#### Text to read:
COLD ICE COLD ICE - 3 years ago 147
Scala Question

Storing each element from each RDD to a new List

I am trying to store each element from each rdd into a new list. I can print the elements but I could not store elements in list or even having a string variable.

The is the code below:

...
var hashtags = joined_d.map(x => ((x._1, x._2._1._1, x._2._2,
x._2._1._4),
getHashTags(x._2._1._4))).
transform(rdd => rdd.map{case (x, list) => if(list.length > 0)
list.map(k => (k, (x._1, x._2, x._3, x._4, 1)))
else List((x._1.toString, (x._1, x._2, x._3, x._4, 0))) })


Now when storing the elements like:

val arr = new ArrayBuffer[String]();
var hashtags_pair = hashtags.foreachRDD(rdd =>
rdd.foreach(l => l.foreach(x => arr += x._1)))

#### Given task 1:
In the Scala question, list every variable the code declares with var or val.
#### Given task 2:
According to the Scala question, what is the poster able to do with the elements?
#### Given task 3:
Extend the Scala question by writing what comes next after its last line of code.

#### Material:
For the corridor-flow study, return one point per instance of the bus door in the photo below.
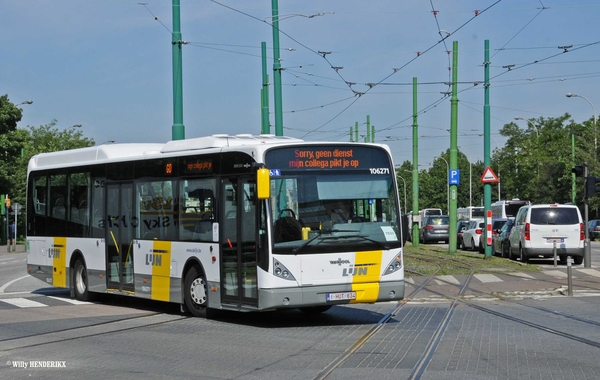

#### Task answer 1:
hashtags, arr, hashtags_pair

#### Task answer 2:
The poster can print the elements.

#### Task answer 3:
Then printing the values out:

arr.foreach(println) // Not working


But when printing the values straight without storing it like:

var hashtags_pair = hashtags.foreachRDD(rdd =>
rdd.foreach(l => l.foreach(x => println(x._1))) // It's working

Answer Source

No you can't store the output of a map in an array. The reason is the RDD is a distributed dataset and it executes the map operation in different executors in parallel. Now the driver sends only the closure of the map operation to the executors for execution.

Here the declared array variable is a local to the driver and it can't be send to all the executors.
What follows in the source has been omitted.